### Exercício proposto 1:
Copie, do texto sobre a CNEN, o trecho que vai de "Texto Anterior |" até "Nuclear, a CNEN.", incluindo este último.
### Exercício proposto 2:
Repita, sem alterações, as linhas dos registros que vão da linha com "Capture the red car's rear fender" até o final dos registros, incluindo a primeira e a última.

### Texto extraído:
São Paulo, domingo, 17 de dezembro de 2006

Texto Anterior | Índice

+ Marcelo Leite

Pá de cal nuclear

Planalto, Eletronuclear e CNEN têm muito a aprender com JK e Collor

Nos anos 1960, era comum ver na praia de Itaguá, em Ubatuba (SP), pessoas enterradas até o pescoço na areia escura, quase negra. Era tida como similar da "areia monazítica" que supostamente produzia curas milagrosas em Guarapari (ES). Se a virtude terapêutica é duvidosa, o mesmo não se pode dizer da presença do elemento radioativo tório nas areias.
Pois o tório, então exportado para os Estados Unidos, teve papel importante na ameaça de uma CPI da Energia Atômica no Brasil, em 1955. O recém-eleito presidente da República, Juscelino Kubitschek, adiantou-se ao Congresso e criou uma Comissão Especial, que no ano seguinte daria origem à Comissão Nacional de Energia Nuclear, a CNEN.
Para comemorar seu meio século, a CNEN -subproduto da mobilização científico-nacionalista-militar que levou à criação do CNPq- acaba de lançar o livro "A Opção Nuclear, 50 Anos Rumo à Autonomia". Traz detalhada reconstituição do percurso da comissão, com objetividade razoável para uma obra institucional, e fotografias curiosas (várias relacionadas com a areia monazítica).

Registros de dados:
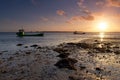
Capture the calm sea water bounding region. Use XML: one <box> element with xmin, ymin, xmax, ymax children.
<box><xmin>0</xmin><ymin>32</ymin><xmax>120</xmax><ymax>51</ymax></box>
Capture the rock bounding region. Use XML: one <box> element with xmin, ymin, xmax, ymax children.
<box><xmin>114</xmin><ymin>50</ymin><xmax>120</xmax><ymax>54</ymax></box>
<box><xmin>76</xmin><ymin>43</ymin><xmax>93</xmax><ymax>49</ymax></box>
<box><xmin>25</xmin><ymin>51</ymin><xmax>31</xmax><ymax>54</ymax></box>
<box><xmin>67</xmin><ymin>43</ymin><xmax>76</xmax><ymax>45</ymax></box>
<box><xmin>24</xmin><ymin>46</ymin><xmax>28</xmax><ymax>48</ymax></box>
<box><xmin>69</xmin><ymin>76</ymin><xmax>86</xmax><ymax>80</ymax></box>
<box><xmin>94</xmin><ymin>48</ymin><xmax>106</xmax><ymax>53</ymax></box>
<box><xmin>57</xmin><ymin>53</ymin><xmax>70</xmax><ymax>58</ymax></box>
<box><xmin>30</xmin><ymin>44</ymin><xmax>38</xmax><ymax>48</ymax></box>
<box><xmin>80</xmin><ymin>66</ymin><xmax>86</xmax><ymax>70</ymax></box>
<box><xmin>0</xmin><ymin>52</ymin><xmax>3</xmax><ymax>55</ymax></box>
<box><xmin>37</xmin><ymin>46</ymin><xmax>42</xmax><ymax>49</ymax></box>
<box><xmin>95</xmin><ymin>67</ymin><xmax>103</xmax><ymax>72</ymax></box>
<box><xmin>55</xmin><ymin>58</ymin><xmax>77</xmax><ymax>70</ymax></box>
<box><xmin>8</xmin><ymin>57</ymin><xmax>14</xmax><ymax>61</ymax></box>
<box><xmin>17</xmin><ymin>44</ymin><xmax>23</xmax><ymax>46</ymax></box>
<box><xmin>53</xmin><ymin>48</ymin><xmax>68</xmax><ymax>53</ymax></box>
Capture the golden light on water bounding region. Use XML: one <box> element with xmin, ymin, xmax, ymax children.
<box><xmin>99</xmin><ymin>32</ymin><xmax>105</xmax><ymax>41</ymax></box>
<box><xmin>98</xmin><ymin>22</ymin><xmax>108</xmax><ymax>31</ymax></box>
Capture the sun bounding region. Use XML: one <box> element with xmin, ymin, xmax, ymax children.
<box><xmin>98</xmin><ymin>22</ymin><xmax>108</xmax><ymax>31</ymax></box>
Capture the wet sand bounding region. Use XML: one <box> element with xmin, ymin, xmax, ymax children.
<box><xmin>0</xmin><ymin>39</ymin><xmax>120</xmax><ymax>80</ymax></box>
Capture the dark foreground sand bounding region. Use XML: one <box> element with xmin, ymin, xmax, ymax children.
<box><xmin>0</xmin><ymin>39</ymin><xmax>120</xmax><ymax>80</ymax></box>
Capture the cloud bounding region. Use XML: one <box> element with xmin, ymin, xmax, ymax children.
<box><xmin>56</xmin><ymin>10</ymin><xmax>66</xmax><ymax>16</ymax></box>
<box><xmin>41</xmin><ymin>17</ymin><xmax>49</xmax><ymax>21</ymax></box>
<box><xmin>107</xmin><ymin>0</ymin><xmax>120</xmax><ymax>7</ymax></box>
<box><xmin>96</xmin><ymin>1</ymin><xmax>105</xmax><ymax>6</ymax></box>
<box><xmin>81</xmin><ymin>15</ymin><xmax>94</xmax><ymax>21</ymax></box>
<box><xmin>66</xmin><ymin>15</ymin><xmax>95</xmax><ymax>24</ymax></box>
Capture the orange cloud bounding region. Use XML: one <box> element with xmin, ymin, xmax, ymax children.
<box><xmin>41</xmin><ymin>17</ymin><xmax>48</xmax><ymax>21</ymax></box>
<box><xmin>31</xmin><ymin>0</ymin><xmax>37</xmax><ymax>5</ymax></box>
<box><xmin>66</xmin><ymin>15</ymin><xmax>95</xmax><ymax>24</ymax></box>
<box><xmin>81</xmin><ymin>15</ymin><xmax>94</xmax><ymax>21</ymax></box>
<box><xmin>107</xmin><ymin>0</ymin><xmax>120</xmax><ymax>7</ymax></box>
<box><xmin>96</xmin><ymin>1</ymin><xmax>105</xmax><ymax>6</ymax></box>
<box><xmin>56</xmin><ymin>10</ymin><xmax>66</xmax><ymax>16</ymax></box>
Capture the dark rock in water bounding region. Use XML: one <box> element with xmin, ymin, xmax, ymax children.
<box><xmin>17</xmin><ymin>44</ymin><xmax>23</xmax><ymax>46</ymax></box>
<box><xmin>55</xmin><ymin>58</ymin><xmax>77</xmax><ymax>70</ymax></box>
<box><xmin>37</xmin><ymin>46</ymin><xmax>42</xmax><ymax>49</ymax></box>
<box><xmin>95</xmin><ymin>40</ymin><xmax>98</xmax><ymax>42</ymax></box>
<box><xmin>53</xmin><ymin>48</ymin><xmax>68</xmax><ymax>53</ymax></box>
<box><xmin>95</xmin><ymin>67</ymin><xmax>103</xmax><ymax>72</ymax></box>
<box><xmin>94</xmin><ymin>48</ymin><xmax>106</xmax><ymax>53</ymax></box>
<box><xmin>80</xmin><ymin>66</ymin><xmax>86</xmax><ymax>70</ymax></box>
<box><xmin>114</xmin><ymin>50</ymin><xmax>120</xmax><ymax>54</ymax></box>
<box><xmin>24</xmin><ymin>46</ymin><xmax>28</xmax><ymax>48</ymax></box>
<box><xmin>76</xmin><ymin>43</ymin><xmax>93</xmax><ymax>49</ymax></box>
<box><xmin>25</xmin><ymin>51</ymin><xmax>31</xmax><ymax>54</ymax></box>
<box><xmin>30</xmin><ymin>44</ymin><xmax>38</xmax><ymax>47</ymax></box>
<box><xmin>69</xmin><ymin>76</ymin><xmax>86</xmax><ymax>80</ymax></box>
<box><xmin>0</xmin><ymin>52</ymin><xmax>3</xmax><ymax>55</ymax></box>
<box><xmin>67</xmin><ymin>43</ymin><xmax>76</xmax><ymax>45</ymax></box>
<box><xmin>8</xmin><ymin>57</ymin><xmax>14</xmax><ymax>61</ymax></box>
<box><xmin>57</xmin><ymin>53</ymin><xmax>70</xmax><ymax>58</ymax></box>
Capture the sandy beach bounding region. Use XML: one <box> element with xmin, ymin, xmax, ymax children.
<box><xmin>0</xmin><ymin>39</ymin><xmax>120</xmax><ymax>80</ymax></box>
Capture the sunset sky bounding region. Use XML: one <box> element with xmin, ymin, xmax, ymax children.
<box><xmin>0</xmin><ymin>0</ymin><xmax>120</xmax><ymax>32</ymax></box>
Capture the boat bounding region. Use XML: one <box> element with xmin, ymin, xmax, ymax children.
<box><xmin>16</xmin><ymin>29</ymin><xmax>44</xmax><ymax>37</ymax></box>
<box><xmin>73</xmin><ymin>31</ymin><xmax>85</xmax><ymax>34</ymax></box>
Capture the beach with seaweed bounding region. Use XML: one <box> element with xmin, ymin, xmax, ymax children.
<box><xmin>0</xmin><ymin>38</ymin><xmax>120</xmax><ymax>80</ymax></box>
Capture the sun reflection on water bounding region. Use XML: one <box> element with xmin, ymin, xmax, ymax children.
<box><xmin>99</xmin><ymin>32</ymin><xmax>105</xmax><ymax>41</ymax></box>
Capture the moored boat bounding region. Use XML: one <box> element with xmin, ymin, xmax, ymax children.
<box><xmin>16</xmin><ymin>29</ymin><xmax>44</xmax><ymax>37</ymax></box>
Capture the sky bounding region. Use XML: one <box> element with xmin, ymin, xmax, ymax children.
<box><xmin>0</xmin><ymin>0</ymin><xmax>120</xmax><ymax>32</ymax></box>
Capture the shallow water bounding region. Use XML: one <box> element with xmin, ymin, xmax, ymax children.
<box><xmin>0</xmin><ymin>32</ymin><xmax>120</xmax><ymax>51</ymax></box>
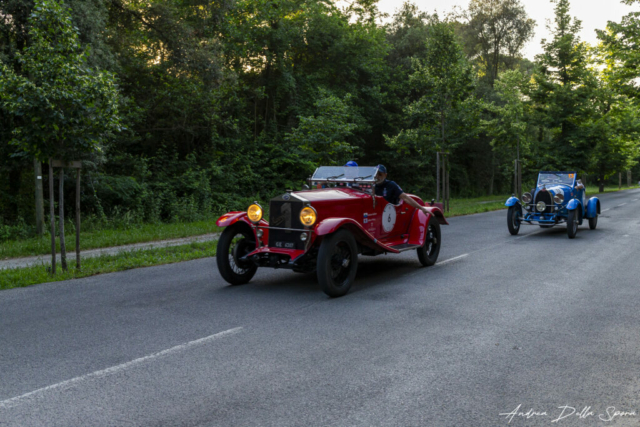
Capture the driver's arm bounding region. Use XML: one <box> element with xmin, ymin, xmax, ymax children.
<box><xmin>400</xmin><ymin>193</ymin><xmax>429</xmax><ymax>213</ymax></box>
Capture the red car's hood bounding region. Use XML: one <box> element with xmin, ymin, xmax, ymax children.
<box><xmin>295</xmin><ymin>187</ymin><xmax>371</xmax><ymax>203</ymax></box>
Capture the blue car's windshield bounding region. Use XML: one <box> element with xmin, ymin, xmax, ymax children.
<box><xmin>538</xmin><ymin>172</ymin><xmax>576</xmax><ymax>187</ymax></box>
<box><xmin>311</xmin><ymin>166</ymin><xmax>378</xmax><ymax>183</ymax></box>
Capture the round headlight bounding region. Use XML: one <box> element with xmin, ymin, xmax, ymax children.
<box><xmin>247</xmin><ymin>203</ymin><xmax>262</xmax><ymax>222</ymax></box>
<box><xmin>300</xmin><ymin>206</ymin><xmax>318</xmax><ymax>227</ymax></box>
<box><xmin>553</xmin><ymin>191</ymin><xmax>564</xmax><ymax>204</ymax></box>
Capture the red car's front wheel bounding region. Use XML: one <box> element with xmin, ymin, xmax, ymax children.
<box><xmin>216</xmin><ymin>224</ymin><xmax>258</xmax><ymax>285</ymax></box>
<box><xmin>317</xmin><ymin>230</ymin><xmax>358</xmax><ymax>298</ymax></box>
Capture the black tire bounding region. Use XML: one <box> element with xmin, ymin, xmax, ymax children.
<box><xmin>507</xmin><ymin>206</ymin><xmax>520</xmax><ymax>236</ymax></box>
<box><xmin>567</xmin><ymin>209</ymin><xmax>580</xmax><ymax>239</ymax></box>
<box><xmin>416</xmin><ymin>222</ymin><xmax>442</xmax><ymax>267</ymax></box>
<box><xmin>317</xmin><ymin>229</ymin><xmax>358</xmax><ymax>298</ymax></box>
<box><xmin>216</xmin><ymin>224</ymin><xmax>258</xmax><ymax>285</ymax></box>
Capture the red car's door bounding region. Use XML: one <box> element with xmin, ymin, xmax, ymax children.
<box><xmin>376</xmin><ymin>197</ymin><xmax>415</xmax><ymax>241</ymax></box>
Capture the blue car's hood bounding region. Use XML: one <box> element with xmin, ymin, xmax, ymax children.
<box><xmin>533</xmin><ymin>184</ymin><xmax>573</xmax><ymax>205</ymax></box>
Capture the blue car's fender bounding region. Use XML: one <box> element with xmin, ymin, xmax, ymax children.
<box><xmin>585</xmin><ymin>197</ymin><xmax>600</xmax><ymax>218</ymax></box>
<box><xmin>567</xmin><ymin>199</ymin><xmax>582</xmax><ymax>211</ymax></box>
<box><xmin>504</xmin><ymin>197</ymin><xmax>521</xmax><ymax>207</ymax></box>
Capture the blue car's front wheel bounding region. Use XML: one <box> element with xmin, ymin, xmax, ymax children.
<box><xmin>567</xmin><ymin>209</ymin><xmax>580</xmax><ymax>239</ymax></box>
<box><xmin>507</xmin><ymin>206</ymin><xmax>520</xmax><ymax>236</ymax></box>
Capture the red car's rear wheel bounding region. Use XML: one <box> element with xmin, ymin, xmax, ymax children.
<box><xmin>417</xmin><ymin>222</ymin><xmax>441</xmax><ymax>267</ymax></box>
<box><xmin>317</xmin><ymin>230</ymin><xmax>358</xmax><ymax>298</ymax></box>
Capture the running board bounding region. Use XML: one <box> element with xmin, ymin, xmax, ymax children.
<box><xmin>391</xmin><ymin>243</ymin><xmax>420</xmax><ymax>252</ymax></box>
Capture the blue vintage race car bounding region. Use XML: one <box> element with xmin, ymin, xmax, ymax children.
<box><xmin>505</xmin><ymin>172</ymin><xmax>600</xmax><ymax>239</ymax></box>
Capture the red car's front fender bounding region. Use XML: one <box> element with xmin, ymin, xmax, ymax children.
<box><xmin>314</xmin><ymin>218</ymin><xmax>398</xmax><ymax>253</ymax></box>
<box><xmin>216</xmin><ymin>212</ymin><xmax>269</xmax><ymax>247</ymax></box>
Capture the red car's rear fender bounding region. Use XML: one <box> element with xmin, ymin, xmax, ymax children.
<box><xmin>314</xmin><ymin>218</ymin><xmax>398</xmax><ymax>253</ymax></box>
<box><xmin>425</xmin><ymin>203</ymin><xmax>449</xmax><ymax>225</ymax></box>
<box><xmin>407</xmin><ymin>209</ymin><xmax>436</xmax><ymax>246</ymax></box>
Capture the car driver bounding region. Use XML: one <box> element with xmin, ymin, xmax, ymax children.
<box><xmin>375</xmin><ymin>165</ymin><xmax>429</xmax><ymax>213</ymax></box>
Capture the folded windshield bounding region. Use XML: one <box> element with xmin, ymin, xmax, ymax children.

### Resposta 1:
Texto Anterior | Índice

+ Marcelo Leite

Pá de cal nuclear

Planalto, Eletronuclear e CNEN têm muito a aprender com JK e Collor

Nos anos 1960, era comum ver na praia de Itaguá, em Ubatuba (SP), pessoas enterradas até o pescoço na areia escura, quase negra. Era tida como similar da "areia monazítica" que supostamente produzia curas milagrosas em Guarapari (ES). Se a virtude terapêutica é duvidosa, o mesmo não se pode dizer da presença do elemento radioativo tório nas areias.
Pois o tório, então exportado para os Estados Unidos, teve papel importante na ameaça de uma CPI da Energia Atômica no Brasil, em 1955. O recém-eleito presidente da República, Juscelino Kubitschek, adiantou-se ao Congresso e criou uma Comissão Especial, que no ano seguinte daria origem à Comissão Nacional de Energia Nuclear, a CNEN.

### Resposta 2:
Capture the red car's rear fender bounding region. Use XML: one <box> element with xmin, ymin, xmax, ymax children.
<box><xmin>314</xmin><ymin>218</ymin><xmax>398</xmax><ymax>253</ymax></box>
<box><xmin>425</xmin><ymin>203</ymin><xmax>449</xmax><ymax>225</ymax></box>
<box><xmin>407</xmin><ymin>209</ymin><xmax>436</xmax><ymax>246</ymax></box>
Capture the car driver bounding region. Use XML: one <box> element with xmin, ymin, xmax, ymax children.
<box><xmin>375</xmin><ymin>165</ymin><xmax>429</xmax><ymax>213</ymax></box>
Capture the folded windshield bounding region. Use XML: one <box> element with xmin, ymin, xmax, ymax children.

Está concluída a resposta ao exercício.